**TASK PROMPT:** Copy whichever lines of the data hold the word "pixels".

**PROVIDED DATA:**
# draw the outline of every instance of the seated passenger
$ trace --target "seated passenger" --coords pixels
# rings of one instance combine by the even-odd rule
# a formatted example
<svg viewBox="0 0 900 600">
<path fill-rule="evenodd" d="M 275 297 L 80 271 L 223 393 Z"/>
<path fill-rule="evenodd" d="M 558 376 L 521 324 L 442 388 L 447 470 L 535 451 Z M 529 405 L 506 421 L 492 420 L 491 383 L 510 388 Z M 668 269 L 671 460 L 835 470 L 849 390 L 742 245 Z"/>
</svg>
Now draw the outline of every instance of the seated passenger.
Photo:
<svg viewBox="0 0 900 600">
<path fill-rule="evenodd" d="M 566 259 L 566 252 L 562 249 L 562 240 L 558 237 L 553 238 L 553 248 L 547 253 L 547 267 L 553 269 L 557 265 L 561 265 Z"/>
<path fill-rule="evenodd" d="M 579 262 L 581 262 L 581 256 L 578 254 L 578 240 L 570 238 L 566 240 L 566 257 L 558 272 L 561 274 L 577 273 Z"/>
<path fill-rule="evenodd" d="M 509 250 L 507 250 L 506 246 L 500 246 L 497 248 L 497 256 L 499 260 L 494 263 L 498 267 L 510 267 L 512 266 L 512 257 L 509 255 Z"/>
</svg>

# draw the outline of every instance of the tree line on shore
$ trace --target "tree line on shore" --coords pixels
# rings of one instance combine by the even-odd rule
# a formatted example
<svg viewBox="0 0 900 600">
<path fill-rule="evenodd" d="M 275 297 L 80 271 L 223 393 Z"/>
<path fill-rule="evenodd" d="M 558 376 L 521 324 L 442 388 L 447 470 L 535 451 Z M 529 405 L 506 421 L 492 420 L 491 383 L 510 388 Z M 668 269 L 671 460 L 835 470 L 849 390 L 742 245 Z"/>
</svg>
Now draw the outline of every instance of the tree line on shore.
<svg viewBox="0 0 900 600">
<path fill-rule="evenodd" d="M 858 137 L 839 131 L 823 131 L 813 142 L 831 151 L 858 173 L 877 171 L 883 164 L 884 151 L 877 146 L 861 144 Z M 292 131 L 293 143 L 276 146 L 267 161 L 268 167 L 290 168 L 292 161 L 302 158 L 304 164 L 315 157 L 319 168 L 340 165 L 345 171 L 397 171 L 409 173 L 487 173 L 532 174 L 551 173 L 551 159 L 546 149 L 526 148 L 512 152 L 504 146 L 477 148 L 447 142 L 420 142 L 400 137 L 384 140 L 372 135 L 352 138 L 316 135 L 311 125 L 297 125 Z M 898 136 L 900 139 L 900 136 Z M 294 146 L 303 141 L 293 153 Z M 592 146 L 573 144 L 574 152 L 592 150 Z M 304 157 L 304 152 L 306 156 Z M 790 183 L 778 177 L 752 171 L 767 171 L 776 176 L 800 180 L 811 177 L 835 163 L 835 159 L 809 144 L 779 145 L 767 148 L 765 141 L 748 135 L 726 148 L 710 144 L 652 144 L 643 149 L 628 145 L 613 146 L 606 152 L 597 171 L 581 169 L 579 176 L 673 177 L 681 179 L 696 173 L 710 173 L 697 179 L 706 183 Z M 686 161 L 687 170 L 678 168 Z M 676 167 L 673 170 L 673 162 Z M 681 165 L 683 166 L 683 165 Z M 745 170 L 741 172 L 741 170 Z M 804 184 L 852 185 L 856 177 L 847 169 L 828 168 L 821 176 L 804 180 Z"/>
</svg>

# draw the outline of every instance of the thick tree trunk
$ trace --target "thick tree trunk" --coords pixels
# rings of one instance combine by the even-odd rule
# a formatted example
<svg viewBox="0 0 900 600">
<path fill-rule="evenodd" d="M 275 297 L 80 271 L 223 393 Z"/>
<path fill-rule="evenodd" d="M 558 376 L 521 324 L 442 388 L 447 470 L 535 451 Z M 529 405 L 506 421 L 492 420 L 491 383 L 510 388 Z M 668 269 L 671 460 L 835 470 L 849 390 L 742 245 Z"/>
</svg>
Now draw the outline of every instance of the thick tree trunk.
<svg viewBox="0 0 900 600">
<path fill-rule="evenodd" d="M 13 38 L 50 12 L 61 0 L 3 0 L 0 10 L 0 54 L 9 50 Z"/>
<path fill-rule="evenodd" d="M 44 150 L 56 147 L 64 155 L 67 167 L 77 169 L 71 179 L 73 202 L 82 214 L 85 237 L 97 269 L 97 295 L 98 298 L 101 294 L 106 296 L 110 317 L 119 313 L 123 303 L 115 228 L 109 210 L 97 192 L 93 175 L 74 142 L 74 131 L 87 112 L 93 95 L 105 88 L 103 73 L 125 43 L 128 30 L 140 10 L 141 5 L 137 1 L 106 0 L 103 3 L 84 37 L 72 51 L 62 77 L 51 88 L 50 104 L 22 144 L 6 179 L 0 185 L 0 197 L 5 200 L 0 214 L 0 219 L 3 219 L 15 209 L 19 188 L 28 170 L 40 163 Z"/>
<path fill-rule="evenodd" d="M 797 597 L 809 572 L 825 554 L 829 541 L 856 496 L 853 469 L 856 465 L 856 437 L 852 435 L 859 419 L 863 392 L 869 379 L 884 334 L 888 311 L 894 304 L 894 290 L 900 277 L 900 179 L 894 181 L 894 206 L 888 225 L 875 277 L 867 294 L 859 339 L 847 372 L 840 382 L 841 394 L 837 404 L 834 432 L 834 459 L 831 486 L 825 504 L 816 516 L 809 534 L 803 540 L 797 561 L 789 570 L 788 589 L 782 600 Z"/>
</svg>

**WRITTEN SOLUTION:**
$ trace --target "seated passenger" --coords pixels
$ trace --target "tree line on shore" --coords pixels
$ trace --target "thick tree trunk" --coords pixels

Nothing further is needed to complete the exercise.